#### PROMPT
Please copy out all the records below again, requests included, and shift every polygon point coordinate in the answers by adding 78 to it. Leave the pictures out.

======== DATA SHOWN

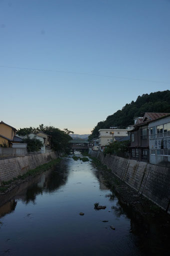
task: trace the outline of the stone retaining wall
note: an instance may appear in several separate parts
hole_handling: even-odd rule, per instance
[[[54,152],[0,160],[0,182],[6,182],[58,158]]]
[[[136,160],[90,151],[112,172],[139,193],[170,214],[170,170]]]

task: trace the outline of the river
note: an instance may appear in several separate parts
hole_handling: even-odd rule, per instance
[[[91,161],[62,158],[0,199],[0,256],[159,254],[156,228],[146,236]],[[106,208],[95,210],[98,202]]]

================

#### WRITTEN SOLUTION
task: trace the outline of the stone retaining wall
note: an instance may appear in several separate parts
hole_handling: even-odd rule, per instance
[[[132,230],[78,238],[78,260],[84,260],[136,236]]]
[[[214,238],[168,229],[190,250],[217,271],[248,292],[248,248]]]

task: trace the outline of the river
note: an instance may appear in several separate parts
hole_handling: even-odd rule, per instance
[[[169,239],[140,236],[78,277],[78,334],[237,332],[234,306],[224,314]],[[184,286],[173,288],[176,280]]]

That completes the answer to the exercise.